_Objective_
Below are entries to be transcribed exactly; exclude the pictures from the copy.

_Data provided_
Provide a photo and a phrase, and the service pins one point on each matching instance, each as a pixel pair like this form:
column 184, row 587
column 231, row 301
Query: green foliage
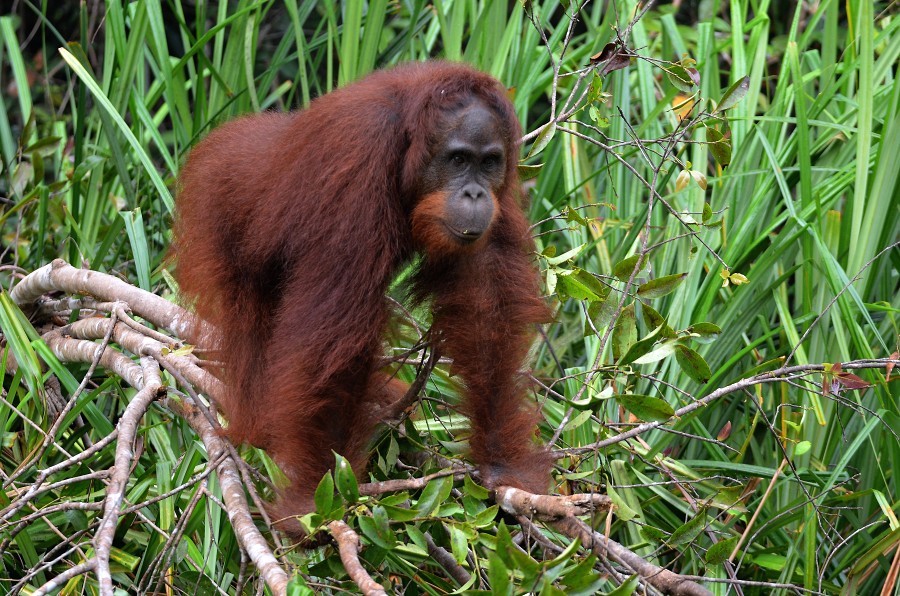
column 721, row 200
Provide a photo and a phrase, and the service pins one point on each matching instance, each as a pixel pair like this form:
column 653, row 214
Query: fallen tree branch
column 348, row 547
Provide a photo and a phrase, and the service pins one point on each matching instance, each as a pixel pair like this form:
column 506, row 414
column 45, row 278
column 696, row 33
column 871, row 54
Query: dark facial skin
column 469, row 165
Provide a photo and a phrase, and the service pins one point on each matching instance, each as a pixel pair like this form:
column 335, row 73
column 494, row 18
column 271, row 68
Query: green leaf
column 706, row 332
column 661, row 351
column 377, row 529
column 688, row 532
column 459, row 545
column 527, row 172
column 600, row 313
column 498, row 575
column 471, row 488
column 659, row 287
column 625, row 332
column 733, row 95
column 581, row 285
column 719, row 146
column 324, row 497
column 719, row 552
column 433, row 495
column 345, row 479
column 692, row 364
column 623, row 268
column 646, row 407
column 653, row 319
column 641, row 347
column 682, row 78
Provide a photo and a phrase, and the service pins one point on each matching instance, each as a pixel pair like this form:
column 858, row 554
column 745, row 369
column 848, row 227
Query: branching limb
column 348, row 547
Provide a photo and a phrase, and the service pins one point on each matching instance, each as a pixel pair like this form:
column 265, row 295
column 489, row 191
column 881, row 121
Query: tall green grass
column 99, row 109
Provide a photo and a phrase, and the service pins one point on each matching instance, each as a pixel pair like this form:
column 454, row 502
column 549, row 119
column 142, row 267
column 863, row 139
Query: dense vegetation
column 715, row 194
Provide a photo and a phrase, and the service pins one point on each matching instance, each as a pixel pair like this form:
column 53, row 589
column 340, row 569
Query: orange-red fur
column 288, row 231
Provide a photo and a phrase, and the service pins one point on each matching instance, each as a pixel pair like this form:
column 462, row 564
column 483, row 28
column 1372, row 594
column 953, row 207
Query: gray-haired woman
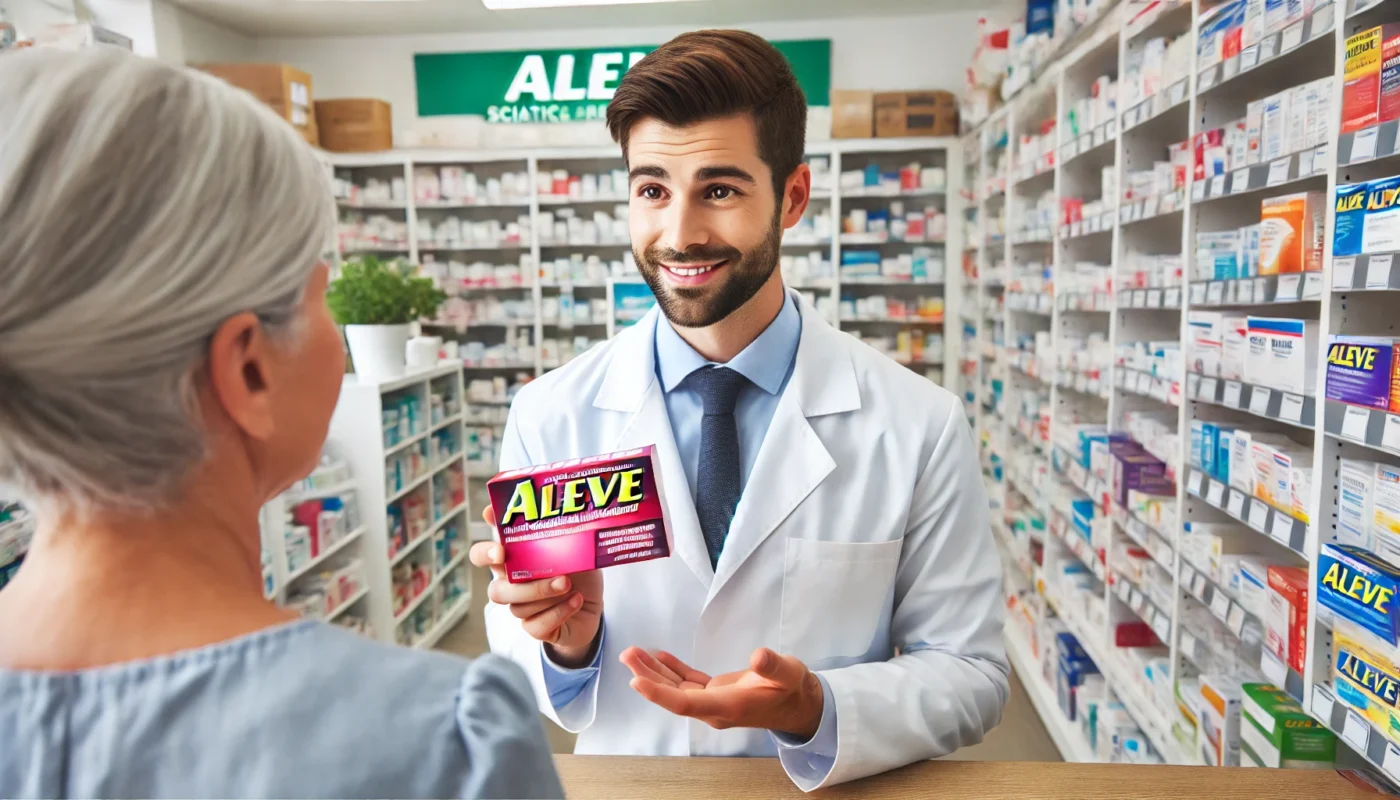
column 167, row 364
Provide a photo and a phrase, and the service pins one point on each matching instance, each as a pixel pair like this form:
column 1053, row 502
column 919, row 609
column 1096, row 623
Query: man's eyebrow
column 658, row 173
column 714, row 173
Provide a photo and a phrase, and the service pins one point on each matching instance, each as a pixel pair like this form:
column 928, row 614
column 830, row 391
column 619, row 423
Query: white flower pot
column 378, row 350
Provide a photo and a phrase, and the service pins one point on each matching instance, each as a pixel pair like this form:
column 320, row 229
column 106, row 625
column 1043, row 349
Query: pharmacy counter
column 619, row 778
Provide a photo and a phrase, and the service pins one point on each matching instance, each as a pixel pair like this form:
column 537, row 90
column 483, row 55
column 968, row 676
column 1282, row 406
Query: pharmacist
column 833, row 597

_The output_
Provide a photo and a phrase, and the service pins one point on each matching instance, each as a pixel pair like this form:
column 184, row 587
column 231, row 301
Query: green foliage
column 721, row 200
Provide a photo and a phrase, and the service pins one point on each matching instance, each as a pixel pair like this form:
column 653, row 214
Query: fallen tree branch
column 348, row 547
Provide a photo and a phrase, and the service pins one point on each matching instance, each as a pixel pair like this form:
column 506, row 414
column 45, row 278
column 696, row 33
column 871, row 54
Query: dark facial skin
column 469, row 165
Provide a photo and a phrase, and the service pins one point on each matching instance, each as a pixel pair like this form:
column 335, row 73
column 494, row 18
column 271, row 68
Query: green leaf
column 706, row 332
column 661, row 351
column 377, row 529
column 688, row 532
column 459, row 545
column 527, row 172
column 600, row 313
column 498, row 575
column 471, row 488
column 659, row 287
column 625, row 332
column 733, row 95
column 581, row 285
column 719, row 146
column 324, row 497
column 719, row 552
column 433, row 495
column 345, row 479
column 692, row 364
column 623, row 268
column 646, row 407
column 653, row 319
column 641, row 347
column 682, row 78
Provide a photo and a phrase, and the service pins one point on each matching instance, each as a pixel pair like this form:
column 858, row 554
column 745, row 369
column 848, row 227
Query: branching limb
column 348, row 547
Provide a photo and a phrase, and the service pins one point on each matching instance, each as a pixel pair like this form:
column 265, row 295
column 489, row 191
column 881, row 121
Query: tall green grass
column 99, row 109
Provide a photo and a phrase, and the service pins one point on each matching instance, each as a pixel pair like this form:
column 454, row 502
column 549, row 119
column 142, row 267
column 863, row 139
Query: dense vegetation
column 715, row 194
Provide a photo and a phrase, and the service pins one point on each matching instance, each as a pixel pair like this form:
column 53, row 589
column 340, row 569
Query: orange-red fur
column 288, row 231
Provide a photo and a phrase, and the service pins one point on each matching instance, each as a pixel pair like this form:
column 462, row 564
column 483, row 28
column 1372, row 594
column 953, row 207
Query: gray-haired woman
column 167, row 364
Provide a photo and a phrase, and the service pins one point on each matching instance, each as a pixel pair like this form:
column 1053, row 502
column 919, row 609
column 1096, row 623
Query: man's eyebrow
column 658, row 173
column 714, row 173
Provide a photo and a phrase, and the service pins one point on each matching instance, each as a pixel pair like this form:
column 928, row 614
column 830, row 391
column 619, row 423
Query: white flower pot
column 378, row 350
Provide a photo and a phrase, and the service pins one point on each matching instance, each as a pixel pair like this form:
column 320, row 229
column 106, row 625
column 1043, row 349
Query: pharmacy counter
column 619, row 778
Provide a photo and a phrase, and the service pins one point on each matching instance, each as a pixel pair like this form:
column 537, row 90
column 483, row 55
column 968, row 676
column 1282, row 406
Query: pharmacist
column 833, row 597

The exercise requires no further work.